Um indianischen Kindern in Reservaten das Evangelium zu lehren, sind Seminarprogramme für Indianer ins Leben gerufen worden. Wo es notwendig ist, finden sie in ihren eigenen Sprachen statt (Siehe Seminare). Ursprünglich wurden Indianerkinder jeden Alters in abgesonderten Schulen über die Grundsätze des Evangeliums unterwiesen. Diese Schulen lagen in den Reservaten abseits von staatlichen öffentlichen Schulen und in abgelegenen indianischen Kommunen. Das Seminarprogramm für Indianer ist nun in das reguläre Seminarprogramm integriert und Kinder nehmen von der 9. bis zur 12. Klasse am Seminarprogramm teil, so wie es die nicht-indianischen Kinder tun. 

Die Indian Student Placement Services (ISPS – Vermittlungsdienste für indianische Schüler) hat den Zweck, den Bildungsabschluss indianischer Kinder zu verbessern. Dazu schicken sie indianische Kinder während des Schuljahres in HLT-Familien. Die Pflegefamilien qualifizieren sich aufgrund ihrer emotionalen, finanziellen und geistigen Stabilität und zahlen alle Ausgaben für das Kind, welches während des neunmonatigen Schuljahres bei der Pflegefamilie wohnt und den Sommer mit seiner natürlichen Familie in den Reservaten verbringt. Normalerweise treten die Kinder dem Programm bei, wenn sie noch sehr jung sind und kehren jedes Jahr in dieselbe Pflegefamilie zurück, bis sie ihren High School Abschluss machen.

Das Programm fing 1954 klein an und gipfelte 1970 mit einer Einschreibung von fast 5000 Schülern. Die Entwicklung zufriedenstellender Schulen in Reservaten hat seitdem den Bedarf für das Programm zurückgehen lassen und somit ist auch die Zahl der Teilnehmer kleiner geworden. 1990 nahmen ungefähr 500 Schüler teil. Mehr als 70.000 indianische Heranwachsende haben bei ISPS teilgenommen. Evaluationen haben gezeigt, dass eine Teilnahme bedeutend ihren Bildungsabschluss erhöht hat.

ANGEZEIGTE INFORMATIONEN:
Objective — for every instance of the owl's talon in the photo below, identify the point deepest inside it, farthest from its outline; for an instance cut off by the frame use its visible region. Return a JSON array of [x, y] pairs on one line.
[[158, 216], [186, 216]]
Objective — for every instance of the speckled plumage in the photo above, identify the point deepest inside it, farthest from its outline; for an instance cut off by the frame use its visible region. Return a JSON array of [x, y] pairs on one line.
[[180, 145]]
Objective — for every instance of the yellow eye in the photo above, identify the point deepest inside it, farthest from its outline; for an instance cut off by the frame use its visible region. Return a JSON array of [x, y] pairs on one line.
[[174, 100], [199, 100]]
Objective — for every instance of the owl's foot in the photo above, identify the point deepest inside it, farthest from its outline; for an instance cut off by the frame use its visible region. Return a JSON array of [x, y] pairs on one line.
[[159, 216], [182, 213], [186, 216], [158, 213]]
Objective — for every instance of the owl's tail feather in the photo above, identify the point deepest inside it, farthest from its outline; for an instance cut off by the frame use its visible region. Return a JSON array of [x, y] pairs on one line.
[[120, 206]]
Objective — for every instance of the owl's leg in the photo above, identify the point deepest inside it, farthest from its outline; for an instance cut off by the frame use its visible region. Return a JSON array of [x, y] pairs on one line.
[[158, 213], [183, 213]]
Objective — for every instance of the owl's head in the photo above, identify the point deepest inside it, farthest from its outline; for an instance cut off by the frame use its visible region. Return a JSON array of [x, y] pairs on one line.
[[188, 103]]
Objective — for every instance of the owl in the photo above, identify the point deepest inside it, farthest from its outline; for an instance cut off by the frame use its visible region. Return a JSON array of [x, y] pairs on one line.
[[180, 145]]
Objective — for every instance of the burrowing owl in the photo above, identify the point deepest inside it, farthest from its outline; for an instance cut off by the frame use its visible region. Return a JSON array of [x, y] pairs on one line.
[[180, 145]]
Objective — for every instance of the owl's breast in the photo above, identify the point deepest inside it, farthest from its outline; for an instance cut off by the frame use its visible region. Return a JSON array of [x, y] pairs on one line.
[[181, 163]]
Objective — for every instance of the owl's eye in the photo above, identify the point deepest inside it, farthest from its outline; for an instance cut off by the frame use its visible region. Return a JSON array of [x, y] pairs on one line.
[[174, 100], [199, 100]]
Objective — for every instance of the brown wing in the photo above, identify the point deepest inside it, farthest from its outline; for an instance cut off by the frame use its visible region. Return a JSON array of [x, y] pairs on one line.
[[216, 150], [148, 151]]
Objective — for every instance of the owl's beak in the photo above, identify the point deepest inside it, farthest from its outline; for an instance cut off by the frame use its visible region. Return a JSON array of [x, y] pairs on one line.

ZU ERLEDIGENDE AUFGABEN:
**1.** Beantworte anhand des Auszugs über die Programme für indianische Kinder:
(a) In welchen Klassen nehmen die Kinder heute am Seminarprogramm teil?
(b) Wie lange dauert das Schuljahr, das ein Kind bei der Pflegefamilie wohnt?
(c) Wie viele Schüler nahmen 1990 an ISPS teil?
**2.** Setze den Auszug über die Programme für indianische Kinder im Anschluss an seinen letzten Satz fort.
Die Daten sind hierfür ohne Belang.

LÖSUNGEN ZUR ÜBUNG:
**1.**
(a) Von der 9. bis zur 12. Klasse.
(b) Neun Monate.
(c) Ungefähr 500 Schüler.

**2.**
In den 1950ern ermutigte Elder Spencer W. Kimball, damals noch ein Apostel, die Brigham Young Universität, aktives Interesse an der Ausbildung von Indianern zu zeigen und dabei zu helfen, die wirtschaftlichen und sozialen Probleme zu lösen. Stipendien wurden eingerichtet sowie ein Programm, welches den indianischen Studenten helfen soll, sich an das Universitätsleben anzupassen. Während der 1970er Jahre immatrikulierten sich an der Brigham Young Universität jedes Jahr mehr als 500 indianische Studenten aus 71 Stämmen. Jedoch ist die Immatrikualtionsrate zurückgegangen, so dass ein neues Programm für indianische Studenten in Entwicklung ist, welches das Anwerben indianischer Studenten für die BYU verstärken und die Prozentzahl der Universitätsabschlüsse erhöhen wird. Das Ausbildungs Outreach Programm für Indianer an der BYU bietet Bildungsseminare für Stammesführer und indianische Jugendliche quer durch Amerika an. Es bietet außerdem Stipendien. American Indian Services (Amerikanische Indianer Dienste) ist ein weiteres Outreach Programm, welches ursprünglich der BYU angehörte. Es stellt Erwachsenenbildung sowie technische und finanzielle Hilfe für indianische Kommunen zur Verfügung. 1989 wurde American Indian Services von der BYU an die Lehi Stiftung übertragen, welche mit der Aktivität fortfährt.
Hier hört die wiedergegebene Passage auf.